[Supplied text Boundary: Start]
This straightness can, finally, be related to the roundness of balls in the film: Rolande, on the cusp of womanhood, regularly is seen bouncing a ball, signalling both her childishness but also her discomfort at being socialised into the straight world (and this ‘neurotic’ behaviour – as Vorzet describes it – is acted out by her regular theft from the till of the post office where she works). At one point, a ball arrives suddenly from off screen, with Germain having to deflect it; the round has a habit of destroying the straight (the ball has of course been thrown by a child – a human not as yet socialised into straightness).
Not only might we think of the round chaos that is Melancholia swallowing up Earth in Lars von Trier’s film of the same name, but the insistent presence of a globe in Fernand Saillens’ classroom also reminds us that the world itself is not straight – as Cooper observes in The Heidenmauer thanks to her American eye.
An aside of sorts: being about the Benedictines, Cooper’s American eye is perhaps also reflected in Le Corbeau, which potentially also offers an oblique critique of the Benedictines. Not that the denomination is anyway made clear, but the town name of Saint Robin recalls the origin of the name Robin, St Robert of Molesme, a Benedictine who founded a series of small communities in the 11th century.
In The Myth of the Machine: Technics and Human Development (1967), Lewis Mumford writes about how
The Benedictine Order, instituted by Benedict of Nursia in the sixth century, distinguished itself from many similar monastic organisations by imposing a special obligation beyond the usual one of constant prayer, obedience to their superiors, the acceptance of poverty, and the daily scrutiny of each other’s conduct. To all these duties they added a new one: the performance of daily work as a Christian duty… the Benedictine monastery laid down a basis of order as strict as that which held together the earliest megamachines: the difference lay in its modest size, its voluntary constitution, and in the fact that its sternest discipline was self-imposed. (264)
In other words, the Benedictines constitute (for Mumford) a society of control and scrutiny, an early instantiation of the ‘megamachine’ that is modernity, especially as brought into being through the globalisation of capitalism.
And so, finally, if Le Corbeau offers us a critique of the death that is (everyday) fascism, proffering in its place a celebration of life – even if not straightforward and even if including physical death as an inevitable part of its imperfect, everyday existence – then what does this tell us about today?
It is notable that in the past few weeks various films have come out that involve childbirth, child death and abortion. A short list would include Nocturnal Animals (Tom Ford, USA, 2016), The Light Between Oceans (Derek Cianfrance, UK/New Zealand/USA, 2016), Arrival (Denis Villeneuve, USA, 2016), The Girl on the Train (Tate Taylor, USA, 2016) and, in its own way, Bridget Jones’ Baby (Sharon Maguire, Ireland/UK/France/USA, 2016).
It would seem that abortion becomes a key theme in relation to fascism – and that the rise of films dealing with the issue of life and birth bespeak both the way in which fascism certainly has not left us in contemporary times, and thus also of the ongoing relevance of Le Corbeau nearly 75 years after it was made.
[Supplied text Boundary: End]
[Dataset excerpts Boundary: Start]
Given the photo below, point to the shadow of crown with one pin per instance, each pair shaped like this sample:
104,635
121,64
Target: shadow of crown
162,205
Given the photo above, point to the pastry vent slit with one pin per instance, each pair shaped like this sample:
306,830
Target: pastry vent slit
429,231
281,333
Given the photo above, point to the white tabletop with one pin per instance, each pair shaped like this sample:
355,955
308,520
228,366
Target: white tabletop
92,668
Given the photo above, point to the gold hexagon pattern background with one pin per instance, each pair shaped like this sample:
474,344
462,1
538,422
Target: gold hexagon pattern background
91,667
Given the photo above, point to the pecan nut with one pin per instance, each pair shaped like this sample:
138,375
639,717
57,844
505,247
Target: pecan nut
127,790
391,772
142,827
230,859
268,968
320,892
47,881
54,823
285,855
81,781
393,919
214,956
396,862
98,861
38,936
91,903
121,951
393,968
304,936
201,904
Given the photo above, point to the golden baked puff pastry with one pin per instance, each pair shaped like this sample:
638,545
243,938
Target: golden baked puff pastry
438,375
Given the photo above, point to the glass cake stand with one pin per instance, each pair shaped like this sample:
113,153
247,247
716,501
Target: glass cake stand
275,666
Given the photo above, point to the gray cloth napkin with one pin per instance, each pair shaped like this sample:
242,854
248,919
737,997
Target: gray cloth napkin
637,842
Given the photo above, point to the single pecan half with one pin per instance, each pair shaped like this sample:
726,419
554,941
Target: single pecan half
[Dataset excerpts Boundary: End]
# Questions
• 1. Can you reproduce word for word the part of the Le Corbeau essay that begins at the words "In The Myth" and stops after "was self-imposed. (264)"?
• 2. Answer these questions from the Le Corbeau essay:
(a) Which town name in Le Corbeau recalls St Robert of Molesme?
(b) In what year was The Myth of the Machine: Technics and Human Development published?
(c) Who directed Arrival?
The records aren't needed for any of this.

# Task-by-task solutions
• 1.
In The Myth of the Machine: Technics and Human Development (1967), Lewis Mumford writes about how
The Benedictine Order, instituted by Benedict of Nursia in the sixth century, distinguished itself from many similar monastic organisations by imposing a special obligation beyond the usual one of constant prayer, obedience to their superiors, the acceptance of poverty, and the daily scrutiny of each other’s conduct. To all these duties they added a new one: the performance of daily work as a Christian duty… the Benedictine monastery laid down a basis of order as strict as that which held together the earliest megamachines: the difference lay in its modest size, its voluntary constitution, and in the fact that its sternest discipline was self-imposed. (264)

• 2.
(a) Saint Robin
(b) 1967
(c) Denis Villeneuve